**EXTRACTED RECORDS**

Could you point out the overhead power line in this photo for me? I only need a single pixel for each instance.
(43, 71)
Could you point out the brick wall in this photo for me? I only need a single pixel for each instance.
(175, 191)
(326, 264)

**EXERCISE**
Convert the rows above into a JSON list of strings, one string per line, leaving out any blank lines.

**WRITTEN SOLUTION**
[
  "Could you point out the overhead power line in this photo for me? I only need a single pixel for each instance.",
  "(43, 71)",
  "Could you point out the brick wall in this photo for me? I only need a single pixel for each instance.",
  "(175, 191)",
  "(326, 264)"
]